## Begin EXERCISE INPUT

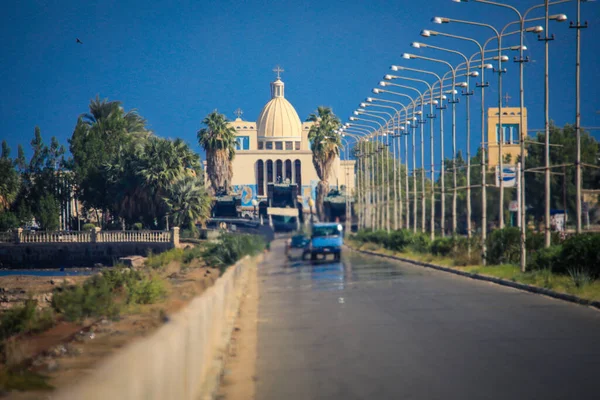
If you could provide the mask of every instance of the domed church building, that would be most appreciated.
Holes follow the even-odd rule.
[[[256,122],[237,118],[230,122],[236,130],[237,145],[233,160],[232,186],[241,195],[242,207],[252,209],[252,200],[267,198],[267,185],[297,184],[305,212],[308,200],[316,197],[319,182],[312,163],[308,131],[312,122],[302,122],[294,106],[285,98],[285,84],[277,78],[271,83],[271,100],[263,107]],[[316,105],[315,105],[316,108]],[[329,178],[332,189],[354,188],[354,160],[334,162]]]

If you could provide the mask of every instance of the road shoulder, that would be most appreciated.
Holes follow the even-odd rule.
[[[246,293],[231,336],[217,399],[252,400],[256,397],[258,345],[258,268],[248,277]]]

## End EXERCISE INPUT

OBJECTIVE>
Write out every line of the listing above word for word, omitting the pictures.

SOLUTION>
If you could provide the mask of every instance of the domed church building, that would be most appreciated.
Holes follow the even-odd rule.
[[[256,122],[237,118],[230,122],[236,130],[237,145],[233,160],[232,186],[241,195],[242,207],[252,209],[252,200],[267,198],[267,185],[297,184],[305,212],[308,200],[316,197],[319,182],[312,163],[308,131],[312,122],[302,122],[294,106],[285,98],[285,84],[277,78],[271,83],[271,100],[263,107]],[[316,105],[315,105],[316,108]],[[329,178],[332,189],[354,188],[354,160],[334,162]]]

If you could provide the mask of every instance of the road shoulder, that would be most appreciated.
Holes follow the even-odd rule.
[[[246,293],[231,336],[217,399],[252,400],[256,397],[258,345],[258,268],[248,277]]]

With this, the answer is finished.